_Set exercise:_ How many of the lines below contain the word "blue"? Give only the number.

Named object pointing entries
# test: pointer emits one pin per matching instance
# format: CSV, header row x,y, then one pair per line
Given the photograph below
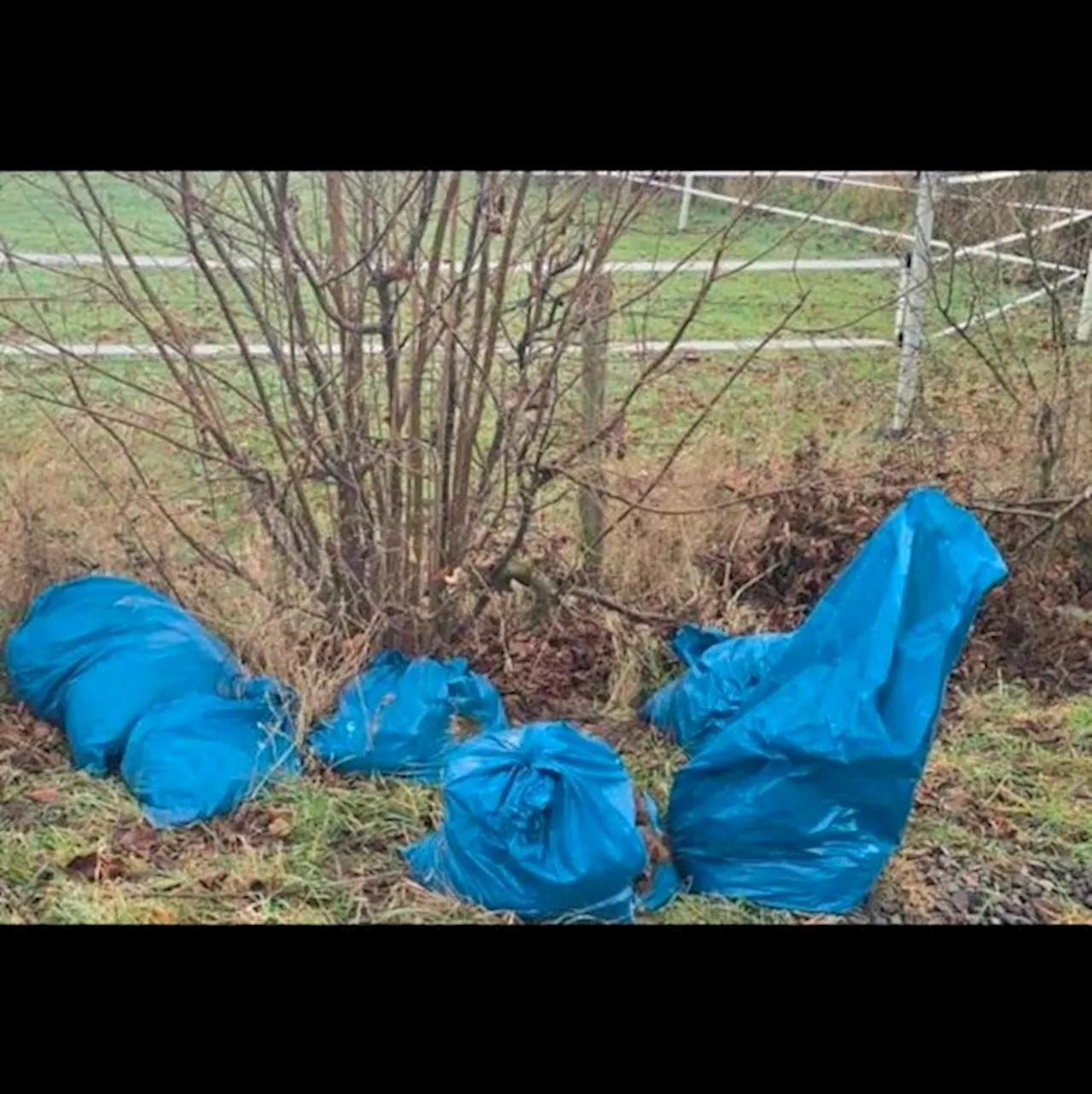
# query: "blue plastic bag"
x,y
196,757
396,717
799,796
721,673
539,821
94,653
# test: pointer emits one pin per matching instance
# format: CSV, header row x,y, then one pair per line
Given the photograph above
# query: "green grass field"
x,y
1002,827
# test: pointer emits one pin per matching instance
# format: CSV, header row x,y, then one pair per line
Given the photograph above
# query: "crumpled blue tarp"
x,y
395,718
539,821
94,653
136,683
721,673
798,795
196,757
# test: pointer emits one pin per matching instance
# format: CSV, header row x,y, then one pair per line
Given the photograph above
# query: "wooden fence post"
x,y
596,334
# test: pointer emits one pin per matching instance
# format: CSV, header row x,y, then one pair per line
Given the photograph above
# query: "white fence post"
x,y
684,209
1084,322
904,283
914,326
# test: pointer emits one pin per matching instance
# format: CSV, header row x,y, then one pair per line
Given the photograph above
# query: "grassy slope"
x,y
1005,802
1007,795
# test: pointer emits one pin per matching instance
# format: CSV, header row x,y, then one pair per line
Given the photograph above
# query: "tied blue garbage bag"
x,y
395,718
721,673
539,821
93,653
193,759
798,799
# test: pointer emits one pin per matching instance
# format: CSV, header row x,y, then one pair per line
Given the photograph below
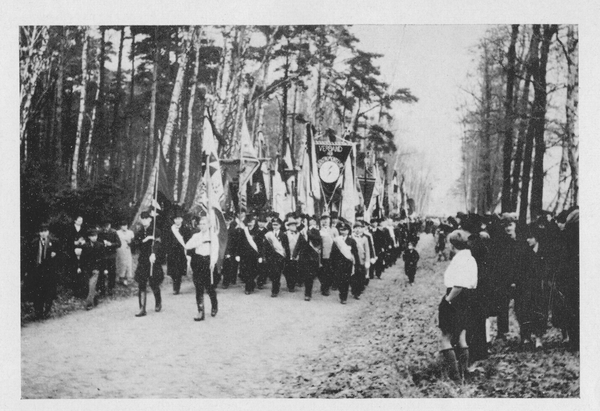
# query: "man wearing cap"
x,y
275,254
249,254
150,259
175,238
310,257
344,255
295,243
230,261
41,271
363,263
326,272
92,255
260,230
108,274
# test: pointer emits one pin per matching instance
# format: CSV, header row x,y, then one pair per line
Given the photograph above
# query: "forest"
x,y
99,105
520,123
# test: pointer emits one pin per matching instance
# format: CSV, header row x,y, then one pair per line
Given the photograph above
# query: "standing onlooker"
x,y
175,238
459,278
92,255
361,267
275,254
344,254
124,258
149,269
41,275
205,246
326,272
411,258
109,237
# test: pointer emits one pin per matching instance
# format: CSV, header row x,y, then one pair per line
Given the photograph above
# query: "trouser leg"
x,y
344,283
92,283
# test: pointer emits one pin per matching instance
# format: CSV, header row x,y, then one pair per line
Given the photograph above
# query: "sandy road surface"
x,y
109,353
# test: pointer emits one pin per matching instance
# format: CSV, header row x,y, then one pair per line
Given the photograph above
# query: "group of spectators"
x,y
496,260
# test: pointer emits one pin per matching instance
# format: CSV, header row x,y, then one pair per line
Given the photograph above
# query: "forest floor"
x,y
382,346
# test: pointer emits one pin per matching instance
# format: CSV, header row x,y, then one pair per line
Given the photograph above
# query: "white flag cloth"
x,y
349,193
281,201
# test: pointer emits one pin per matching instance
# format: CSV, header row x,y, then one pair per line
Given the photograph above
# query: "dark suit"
x,y
108,273
292,259
248,260
276,262
310,260
41,276
343,267
176,255
230,265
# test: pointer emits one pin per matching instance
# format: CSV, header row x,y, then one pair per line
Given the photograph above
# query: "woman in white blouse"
x,y
460,277
205,247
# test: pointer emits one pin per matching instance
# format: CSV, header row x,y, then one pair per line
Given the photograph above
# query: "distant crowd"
x,y
496,260
91,259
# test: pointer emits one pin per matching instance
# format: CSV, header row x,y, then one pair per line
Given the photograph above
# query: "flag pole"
x,y
154,202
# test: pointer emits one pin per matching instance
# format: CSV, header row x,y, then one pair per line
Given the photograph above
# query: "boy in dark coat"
x,y
411,258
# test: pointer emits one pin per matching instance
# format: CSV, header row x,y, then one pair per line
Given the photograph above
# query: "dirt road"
x,y
109,353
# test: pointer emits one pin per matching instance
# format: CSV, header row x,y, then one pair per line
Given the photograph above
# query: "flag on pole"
x,y
281,199
315,180
249,163
349,193
305,197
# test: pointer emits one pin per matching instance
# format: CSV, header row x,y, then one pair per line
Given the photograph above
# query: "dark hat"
x,y
343,226
508,218
459,238
262,218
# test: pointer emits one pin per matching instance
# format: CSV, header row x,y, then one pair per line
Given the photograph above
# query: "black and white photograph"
x,y
312,202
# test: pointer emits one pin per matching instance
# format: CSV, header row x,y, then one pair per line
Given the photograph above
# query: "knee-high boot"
x,y
463,361
200,304
214,304
157,299
142,303
451,364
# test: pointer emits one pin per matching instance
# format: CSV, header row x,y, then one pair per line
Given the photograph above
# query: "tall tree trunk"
x,y
284,91
523,115
509,122
115,131
529,138
151,136
571,135
99,127
33,63
190,121
539,109
176,93
88,145
57,130
84,75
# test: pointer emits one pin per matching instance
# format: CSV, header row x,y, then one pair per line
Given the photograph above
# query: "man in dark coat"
x,y
147,241
41,274
231,258
174,239
108,274
344,254
293,245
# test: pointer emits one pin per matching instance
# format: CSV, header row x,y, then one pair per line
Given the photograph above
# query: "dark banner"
x,y
331,158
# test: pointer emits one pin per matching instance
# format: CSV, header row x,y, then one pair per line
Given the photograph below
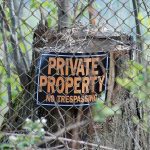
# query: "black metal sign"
x,y
68,79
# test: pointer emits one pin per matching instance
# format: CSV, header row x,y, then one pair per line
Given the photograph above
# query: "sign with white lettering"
x,y
68,79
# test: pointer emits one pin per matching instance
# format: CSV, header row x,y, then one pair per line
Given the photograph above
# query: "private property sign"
x,y
68,79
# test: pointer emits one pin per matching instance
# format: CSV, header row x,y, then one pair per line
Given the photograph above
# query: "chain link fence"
x,y
52,48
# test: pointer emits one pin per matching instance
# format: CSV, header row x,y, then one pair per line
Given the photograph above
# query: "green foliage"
x,y
35,134
102,111
137,81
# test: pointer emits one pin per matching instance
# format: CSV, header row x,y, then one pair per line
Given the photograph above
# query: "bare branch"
x,y
19,61
7,66
81,12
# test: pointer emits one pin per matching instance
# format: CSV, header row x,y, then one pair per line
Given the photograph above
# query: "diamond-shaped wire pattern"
x,y
120,117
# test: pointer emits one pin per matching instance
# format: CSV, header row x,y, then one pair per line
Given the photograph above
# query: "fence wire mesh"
x,y
120,117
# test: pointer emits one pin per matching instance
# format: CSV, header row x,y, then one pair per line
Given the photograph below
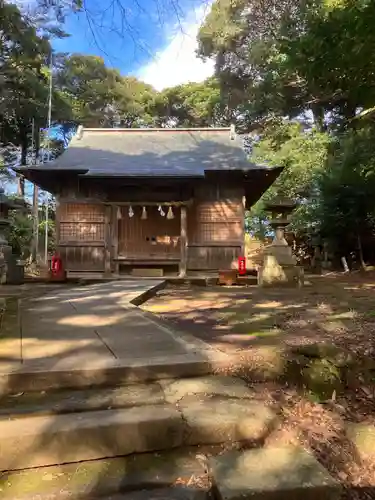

_Answer to the problem:_ 3